**Excerpts of labeled region data**:
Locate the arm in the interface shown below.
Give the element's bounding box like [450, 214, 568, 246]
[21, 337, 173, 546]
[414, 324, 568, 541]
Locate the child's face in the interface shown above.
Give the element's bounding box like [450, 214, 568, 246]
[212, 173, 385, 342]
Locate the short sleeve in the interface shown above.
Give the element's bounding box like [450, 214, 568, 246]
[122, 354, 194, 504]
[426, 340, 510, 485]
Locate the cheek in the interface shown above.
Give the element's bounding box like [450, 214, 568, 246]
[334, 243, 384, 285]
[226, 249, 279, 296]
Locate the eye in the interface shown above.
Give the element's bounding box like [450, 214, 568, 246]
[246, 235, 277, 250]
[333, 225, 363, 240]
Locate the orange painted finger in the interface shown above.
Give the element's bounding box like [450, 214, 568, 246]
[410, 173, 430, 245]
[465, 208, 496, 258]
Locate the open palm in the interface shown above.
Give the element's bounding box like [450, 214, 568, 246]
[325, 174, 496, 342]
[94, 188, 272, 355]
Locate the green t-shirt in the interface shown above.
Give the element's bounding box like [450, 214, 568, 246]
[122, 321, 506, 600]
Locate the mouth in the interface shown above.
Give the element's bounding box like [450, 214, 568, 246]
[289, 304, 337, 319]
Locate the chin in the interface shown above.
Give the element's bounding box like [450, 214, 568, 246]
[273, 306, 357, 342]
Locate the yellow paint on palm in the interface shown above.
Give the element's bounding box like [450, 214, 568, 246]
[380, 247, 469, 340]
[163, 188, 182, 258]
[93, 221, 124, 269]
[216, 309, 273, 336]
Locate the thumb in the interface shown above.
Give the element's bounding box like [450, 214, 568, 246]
==
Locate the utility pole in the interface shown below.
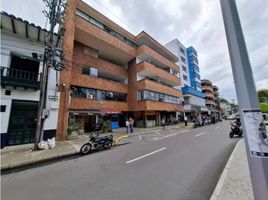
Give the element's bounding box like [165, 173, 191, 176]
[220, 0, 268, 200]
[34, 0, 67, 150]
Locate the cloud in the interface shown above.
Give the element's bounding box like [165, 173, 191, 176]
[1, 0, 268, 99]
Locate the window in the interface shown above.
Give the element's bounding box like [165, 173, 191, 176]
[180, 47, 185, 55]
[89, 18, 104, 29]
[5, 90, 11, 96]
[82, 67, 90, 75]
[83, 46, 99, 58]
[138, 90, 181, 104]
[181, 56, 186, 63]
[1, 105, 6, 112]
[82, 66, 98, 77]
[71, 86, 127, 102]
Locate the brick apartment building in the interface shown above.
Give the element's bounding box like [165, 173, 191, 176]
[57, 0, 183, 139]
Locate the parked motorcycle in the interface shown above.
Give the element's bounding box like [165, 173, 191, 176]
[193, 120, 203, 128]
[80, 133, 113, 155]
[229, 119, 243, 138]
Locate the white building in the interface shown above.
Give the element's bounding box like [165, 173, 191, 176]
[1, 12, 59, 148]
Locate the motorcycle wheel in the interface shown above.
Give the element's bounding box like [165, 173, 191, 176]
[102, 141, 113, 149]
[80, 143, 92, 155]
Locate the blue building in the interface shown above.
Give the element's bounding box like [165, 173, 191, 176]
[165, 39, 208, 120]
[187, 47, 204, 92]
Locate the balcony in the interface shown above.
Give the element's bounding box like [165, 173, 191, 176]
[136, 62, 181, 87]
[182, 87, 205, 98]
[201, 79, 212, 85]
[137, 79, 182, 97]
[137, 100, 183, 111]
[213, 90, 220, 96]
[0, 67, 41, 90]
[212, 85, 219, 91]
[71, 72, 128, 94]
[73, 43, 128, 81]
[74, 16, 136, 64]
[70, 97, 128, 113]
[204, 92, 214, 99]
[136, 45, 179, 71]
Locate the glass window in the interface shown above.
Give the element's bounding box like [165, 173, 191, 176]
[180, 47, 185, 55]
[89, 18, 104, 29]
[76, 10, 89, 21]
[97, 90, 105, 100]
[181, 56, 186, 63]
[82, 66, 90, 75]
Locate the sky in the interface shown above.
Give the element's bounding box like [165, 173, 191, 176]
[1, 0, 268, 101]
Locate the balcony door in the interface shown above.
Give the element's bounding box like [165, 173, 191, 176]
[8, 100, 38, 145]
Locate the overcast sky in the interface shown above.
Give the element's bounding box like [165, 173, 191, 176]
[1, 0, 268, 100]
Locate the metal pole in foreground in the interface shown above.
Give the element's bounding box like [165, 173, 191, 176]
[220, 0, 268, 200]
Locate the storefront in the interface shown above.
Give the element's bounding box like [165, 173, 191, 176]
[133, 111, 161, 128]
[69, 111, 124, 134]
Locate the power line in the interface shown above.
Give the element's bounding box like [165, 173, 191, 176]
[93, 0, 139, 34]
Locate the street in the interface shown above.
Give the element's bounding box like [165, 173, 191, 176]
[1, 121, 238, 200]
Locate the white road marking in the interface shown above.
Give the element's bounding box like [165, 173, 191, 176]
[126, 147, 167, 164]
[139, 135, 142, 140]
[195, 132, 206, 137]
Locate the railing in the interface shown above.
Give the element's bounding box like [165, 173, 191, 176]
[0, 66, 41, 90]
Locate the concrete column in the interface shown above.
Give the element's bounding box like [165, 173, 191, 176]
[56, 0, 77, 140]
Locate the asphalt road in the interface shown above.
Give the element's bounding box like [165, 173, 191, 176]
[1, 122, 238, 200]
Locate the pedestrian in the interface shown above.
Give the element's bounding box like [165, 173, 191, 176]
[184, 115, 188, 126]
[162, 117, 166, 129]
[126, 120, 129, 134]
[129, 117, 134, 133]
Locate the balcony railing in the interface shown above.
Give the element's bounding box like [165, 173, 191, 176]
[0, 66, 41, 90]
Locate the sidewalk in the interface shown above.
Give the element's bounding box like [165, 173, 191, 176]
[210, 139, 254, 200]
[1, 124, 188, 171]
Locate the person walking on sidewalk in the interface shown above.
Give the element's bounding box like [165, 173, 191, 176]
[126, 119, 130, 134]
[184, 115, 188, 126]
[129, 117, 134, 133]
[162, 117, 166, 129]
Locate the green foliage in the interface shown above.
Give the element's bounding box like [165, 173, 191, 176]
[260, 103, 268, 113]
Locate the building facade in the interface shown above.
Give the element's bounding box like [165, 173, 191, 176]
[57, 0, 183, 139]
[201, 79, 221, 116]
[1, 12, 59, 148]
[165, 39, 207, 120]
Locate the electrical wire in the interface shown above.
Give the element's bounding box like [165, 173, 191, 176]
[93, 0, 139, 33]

**Task**: Return each line from the items that contains the string "below".

**Solution for this exercise**:
Locate the arm in the interface shown below.
Locate the utility pole in the interface shown below.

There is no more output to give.